START Data for analysis

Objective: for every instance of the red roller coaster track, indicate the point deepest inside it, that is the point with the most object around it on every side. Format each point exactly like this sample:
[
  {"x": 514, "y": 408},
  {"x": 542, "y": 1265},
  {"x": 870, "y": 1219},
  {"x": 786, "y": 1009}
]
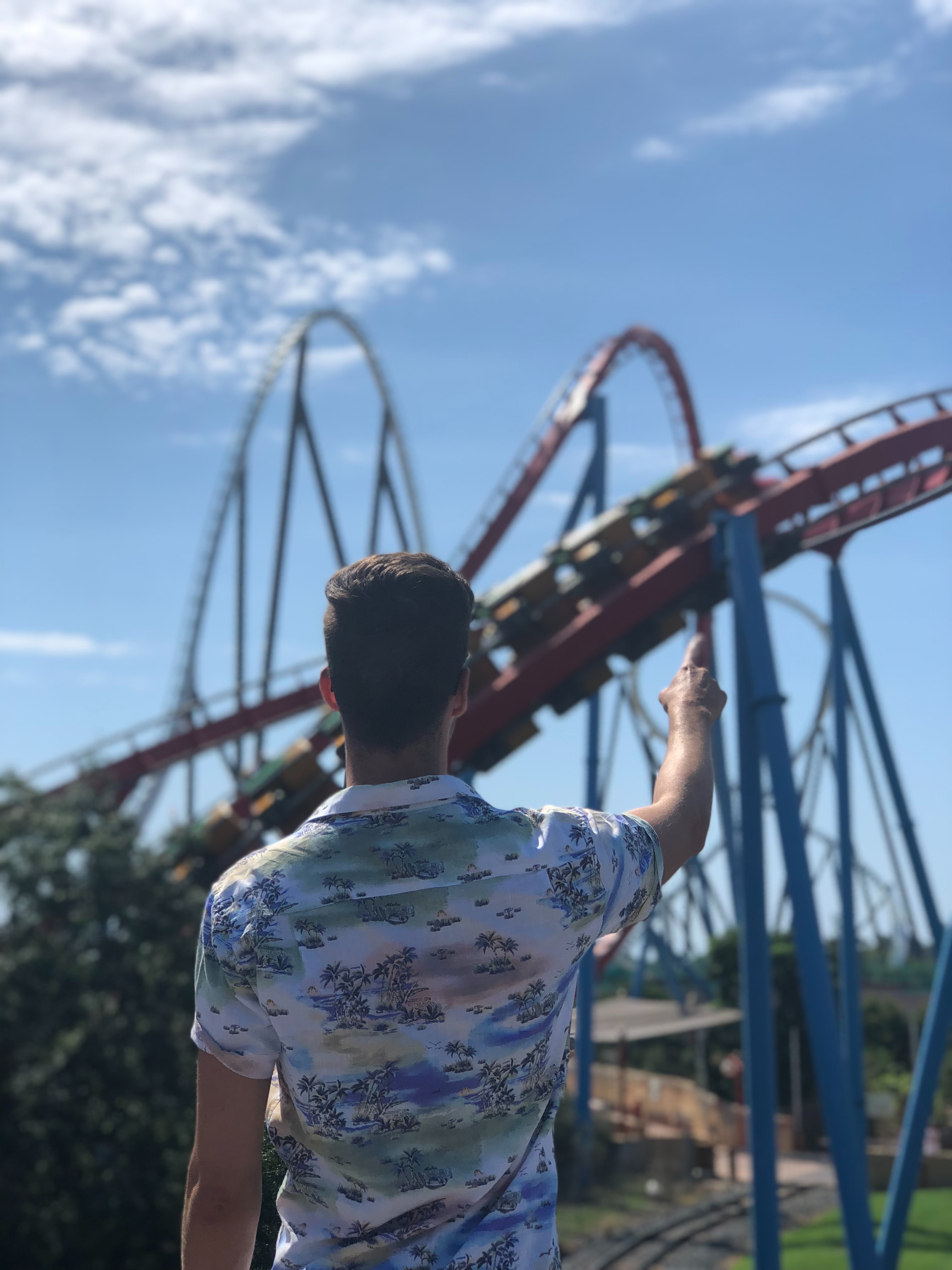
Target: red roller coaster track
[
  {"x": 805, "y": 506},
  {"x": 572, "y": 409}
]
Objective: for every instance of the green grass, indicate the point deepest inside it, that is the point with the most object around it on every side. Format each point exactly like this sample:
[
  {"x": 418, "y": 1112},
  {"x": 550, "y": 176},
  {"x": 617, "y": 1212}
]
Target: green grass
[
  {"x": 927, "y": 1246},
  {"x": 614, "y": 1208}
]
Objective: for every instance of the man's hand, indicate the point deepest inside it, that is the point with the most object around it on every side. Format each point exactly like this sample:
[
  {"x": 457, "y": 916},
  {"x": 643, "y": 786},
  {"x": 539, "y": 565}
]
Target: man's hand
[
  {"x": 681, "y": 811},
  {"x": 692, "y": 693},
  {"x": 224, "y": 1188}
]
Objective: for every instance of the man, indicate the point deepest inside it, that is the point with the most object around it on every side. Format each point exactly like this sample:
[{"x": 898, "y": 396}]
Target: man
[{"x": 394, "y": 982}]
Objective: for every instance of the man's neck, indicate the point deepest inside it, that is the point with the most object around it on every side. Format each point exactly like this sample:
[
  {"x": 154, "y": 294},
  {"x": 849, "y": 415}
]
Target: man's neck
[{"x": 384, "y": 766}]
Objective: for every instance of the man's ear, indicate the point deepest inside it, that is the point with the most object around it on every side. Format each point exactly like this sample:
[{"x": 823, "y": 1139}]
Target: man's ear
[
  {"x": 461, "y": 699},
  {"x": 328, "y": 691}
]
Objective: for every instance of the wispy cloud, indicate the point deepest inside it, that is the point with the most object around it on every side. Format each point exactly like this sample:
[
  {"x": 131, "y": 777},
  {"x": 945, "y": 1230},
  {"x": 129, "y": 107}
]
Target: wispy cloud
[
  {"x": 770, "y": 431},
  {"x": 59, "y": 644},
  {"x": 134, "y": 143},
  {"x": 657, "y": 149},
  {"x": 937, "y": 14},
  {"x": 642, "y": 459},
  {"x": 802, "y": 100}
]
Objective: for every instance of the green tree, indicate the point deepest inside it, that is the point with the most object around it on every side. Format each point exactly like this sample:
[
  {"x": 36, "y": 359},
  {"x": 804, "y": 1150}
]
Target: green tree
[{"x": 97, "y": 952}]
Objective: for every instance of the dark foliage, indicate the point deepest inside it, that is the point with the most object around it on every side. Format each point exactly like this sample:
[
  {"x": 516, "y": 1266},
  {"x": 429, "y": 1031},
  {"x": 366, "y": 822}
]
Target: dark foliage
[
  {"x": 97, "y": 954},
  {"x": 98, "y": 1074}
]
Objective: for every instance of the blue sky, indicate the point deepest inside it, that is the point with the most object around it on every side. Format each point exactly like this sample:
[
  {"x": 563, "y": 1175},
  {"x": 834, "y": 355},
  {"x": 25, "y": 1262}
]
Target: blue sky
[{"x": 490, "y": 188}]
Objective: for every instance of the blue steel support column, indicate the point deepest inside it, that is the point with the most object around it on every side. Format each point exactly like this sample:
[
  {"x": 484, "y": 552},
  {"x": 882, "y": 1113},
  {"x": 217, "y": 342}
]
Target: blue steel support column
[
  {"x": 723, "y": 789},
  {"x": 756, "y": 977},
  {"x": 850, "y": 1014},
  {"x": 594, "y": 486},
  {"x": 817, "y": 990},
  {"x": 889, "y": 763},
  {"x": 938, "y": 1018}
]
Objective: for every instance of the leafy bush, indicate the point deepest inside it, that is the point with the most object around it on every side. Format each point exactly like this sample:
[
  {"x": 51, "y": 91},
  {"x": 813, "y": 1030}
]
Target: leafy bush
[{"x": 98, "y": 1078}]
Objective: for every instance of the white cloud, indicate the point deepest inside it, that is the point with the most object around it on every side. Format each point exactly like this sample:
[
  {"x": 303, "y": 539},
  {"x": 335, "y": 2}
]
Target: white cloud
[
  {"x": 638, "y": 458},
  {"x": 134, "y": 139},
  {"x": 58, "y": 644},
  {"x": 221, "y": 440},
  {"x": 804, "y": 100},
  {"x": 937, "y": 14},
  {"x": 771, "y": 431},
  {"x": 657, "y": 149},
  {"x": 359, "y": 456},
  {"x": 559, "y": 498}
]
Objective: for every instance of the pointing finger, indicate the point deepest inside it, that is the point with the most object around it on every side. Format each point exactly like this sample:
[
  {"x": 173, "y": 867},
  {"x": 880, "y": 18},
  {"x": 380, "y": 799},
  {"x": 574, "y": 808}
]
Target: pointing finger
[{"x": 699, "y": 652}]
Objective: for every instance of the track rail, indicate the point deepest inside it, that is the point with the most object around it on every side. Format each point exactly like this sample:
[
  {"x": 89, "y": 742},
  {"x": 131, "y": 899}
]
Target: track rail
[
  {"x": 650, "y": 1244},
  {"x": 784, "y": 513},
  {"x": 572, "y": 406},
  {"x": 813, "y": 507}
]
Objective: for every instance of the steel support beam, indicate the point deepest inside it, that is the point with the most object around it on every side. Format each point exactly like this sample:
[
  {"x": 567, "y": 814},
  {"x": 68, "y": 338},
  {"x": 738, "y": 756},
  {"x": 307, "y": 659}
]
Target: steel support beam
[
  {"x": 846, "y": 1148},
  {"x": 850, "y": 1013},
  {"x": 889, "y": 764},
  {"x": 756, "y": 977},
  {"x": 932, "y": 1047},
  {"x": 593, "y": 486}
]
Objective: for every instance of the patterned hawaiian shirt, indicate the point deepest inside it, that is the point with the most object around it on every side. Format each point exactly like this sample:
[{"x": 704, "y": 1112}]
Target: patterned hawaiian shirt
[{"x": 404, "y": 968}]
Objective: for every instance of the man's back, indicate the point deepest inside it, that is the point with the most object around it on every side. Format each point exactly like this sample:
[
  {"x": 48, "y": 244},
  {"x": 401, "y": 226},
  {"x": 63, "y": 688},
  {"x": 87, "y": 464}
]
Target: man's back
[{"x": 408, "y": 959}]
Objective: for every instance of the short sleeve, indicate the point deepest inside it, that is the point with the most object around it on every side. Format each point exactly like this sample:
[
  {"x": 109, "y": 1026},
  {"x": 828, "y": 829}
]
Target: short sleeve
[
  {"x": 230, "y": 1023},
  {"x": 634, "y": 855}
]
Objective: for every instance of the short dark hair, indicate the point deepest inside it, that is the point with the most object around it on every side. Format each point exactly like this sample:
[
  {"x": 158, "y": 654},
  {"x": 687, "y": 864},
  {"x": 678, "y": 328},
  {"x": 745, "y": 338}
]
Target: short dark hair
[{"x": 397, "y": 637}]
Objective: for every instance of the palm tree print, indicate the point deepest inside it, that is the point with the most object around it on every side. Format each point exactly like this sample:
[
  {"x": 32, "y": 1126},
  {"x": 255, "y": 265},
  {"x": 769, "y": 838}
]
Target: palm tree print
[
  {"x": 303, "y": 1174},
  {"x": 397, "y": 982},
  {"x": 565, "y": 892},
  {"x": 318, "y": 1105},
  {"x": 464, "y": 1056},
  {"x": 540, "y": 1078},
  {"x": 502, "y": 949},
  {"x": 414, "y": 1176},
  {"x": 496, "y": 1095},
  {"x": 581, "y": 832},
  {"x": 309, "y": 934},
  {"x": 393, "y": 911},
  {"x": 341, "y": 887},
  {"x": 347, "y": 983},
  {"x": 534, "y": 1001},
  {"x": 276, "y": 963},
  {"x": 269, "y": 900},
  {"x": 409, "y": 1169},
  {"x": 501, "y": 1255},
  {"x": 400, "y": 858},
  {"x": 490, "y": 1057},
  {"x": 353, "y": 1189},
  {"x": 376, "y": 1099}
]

END Data for analysis
START Data for analysis

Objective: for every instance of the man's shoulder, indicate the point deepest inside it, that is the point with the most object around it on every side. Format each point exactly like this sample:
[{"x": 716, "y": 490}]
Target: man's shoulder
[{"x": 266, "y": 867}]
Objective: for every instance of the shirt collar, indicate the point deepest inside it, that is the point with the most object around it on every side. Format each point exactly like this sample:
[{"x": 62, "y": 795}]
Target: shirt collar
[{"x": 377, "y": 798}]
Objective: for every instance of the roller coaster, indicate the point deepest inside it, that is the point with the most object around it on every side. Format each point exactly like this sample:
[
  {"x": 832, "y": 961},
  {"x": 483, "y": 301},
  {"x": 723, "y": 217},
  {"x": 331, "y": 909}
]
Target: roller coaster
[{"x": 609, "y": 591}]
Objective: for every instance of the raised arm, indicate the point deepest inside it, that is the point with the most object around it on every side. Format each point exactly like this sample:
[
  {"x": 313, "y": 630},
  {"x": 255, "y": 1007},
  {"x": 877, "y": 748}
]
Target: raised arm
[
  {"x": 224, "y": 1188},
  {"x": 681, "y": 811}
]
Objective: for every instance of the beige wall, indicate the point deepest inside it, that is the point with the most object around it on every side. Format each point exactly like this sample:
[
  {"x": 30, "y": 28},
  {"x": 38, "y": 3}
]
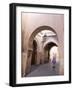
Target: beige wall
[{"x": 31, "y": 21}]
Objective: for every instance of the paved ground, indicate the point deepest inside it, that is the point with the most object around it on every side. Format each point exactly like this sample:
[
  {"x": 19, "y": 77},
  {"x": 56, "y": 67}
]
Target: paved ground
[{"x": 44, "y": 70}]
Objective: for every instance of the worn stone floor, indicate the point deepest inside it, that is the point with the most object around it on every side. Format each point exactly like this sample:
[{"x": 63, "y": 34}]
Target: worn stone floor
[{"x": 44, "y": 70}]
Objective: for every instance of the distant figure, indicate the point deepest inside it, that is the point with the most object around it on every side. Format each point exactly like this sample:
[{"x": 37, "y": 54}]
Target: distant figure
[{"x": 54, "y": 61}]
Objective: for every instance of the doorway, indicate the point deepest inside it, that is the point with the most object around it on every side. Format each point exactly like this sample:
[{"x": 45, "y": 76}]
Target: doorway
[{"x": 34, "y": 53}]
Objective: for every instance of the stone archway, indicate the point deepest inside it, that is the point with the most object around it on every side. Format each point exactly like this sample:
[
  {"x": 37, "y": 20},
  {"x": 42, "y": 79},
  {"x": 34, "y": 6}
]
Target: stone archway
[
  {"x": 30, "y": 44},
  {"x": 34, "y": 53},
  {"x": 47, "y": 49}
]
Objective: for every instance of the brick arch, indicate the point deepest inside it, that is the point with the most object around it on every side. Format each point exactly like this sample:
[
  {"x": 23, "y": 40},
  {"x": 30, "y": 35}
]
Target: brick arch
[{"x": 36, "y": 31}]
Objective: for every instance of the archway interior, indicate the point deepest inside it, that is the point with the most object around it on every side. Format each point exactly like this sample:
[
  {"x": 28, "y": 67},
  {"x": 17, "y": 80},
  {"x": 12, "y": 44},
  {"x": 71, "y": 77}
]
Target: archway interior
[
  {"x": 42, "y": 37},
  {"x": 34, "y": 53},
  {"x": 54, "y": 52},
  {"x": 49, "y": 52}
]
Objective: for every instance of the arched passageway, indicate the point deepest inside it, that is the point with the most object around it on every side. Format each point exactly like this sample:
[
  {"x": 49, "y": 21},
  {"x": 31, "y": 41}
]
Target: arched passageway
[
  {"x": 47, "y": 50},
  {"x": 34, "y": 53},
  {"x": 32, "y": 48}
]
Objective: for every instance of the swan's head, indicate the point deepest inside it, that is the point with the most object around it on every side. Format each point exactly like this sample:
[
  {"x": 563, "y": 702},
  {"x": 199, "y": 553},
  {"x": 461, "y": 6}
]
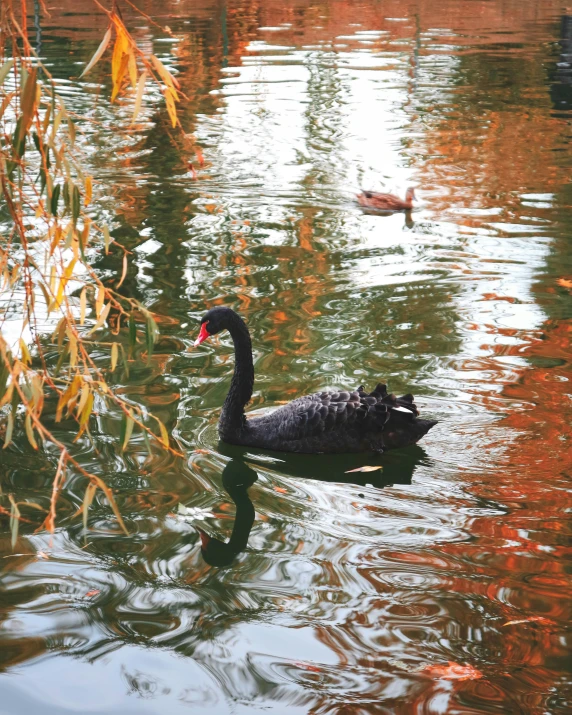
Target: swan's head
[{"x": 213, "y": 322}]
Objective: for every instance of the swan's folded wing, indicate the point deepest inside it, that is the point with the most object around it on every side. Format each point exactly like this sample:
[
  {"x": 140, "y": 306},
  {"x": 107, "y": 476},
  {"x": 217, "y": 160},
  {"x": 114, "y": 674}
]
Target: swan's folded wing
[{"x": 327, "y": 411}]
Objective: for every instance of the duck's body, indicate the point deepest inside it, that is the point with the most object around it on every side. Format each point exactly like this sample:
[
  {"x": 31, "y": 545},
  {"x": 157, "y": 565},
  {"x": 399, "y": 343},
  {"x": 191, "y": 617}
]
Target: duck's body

END Data for analysis
START Data for analysis

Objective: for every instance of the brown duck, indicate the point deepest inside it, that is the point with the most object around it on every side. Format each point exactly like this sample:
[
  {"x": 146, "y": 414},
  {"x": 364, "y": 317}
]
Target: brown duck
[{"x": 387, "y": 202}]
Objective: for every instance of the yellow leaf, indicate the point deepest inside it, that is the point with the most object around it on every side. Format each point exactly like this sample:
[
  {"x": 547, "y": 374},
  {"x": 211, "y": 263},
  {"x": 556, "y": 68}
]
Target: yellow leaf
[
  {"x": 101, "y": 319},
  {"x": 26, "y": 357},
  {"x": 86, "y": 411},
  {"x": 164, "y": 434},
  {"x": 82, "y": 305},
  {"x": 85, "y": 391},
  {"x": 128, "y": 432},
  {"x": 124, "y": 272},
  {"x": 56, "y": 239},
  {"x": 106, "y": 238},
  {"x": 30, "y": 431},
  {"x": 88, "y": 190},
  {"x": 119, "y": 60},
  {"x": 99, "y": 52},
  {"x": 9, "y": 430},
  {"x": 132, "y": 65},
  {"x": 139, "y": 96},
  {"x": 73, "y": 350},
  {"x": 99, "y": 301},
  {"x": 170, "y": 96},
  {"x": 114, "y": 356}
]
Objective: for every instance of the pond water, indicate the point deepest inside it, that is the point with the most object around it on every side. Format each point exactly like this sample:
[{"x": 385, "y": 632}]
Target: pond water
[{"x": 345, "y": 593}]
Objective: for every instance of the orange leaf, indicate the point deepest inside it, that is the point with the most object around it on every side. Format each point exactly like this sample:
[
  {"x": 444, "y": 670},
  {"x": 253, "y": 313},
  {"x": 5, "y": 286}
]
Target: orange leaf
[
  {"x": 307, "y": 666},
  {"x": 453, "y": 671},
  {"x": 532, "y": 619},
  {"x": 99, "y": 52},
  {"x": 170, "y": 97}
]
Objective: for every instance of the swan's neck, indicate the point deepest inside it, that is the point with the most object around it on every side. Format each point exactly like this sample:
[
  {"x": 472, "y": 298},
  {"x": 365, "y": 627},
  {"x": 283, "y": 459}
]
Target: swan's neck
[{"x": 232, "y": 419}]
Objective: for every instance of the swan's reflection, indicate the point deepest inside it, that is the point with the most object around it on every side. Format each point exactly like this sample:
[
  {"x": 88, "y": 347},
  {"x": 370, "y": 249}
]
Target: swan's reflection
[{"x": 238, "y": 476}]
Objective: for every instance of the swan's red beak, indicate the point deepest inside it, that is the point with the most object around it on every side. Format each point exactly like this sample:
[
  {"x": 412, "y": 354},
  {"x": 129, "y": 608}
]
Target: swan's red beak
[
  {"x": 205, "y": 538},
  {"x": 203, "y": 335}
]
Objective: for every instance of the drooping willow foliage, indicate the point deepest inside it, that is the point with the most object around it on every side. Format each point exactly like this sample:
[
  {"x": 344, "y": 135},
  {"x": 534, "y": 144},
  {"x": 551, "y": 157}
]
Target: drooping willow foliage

END Data for analysis

> **Brief**
Your response should be the lines of the entries above that include the string "body".

> **Finished exercise**
Objective: for every instance of the duck's body, indicate the point deepest inside it, that is the point with the most object around it on every side. Format each point exactly like this sample:
Target: duck's body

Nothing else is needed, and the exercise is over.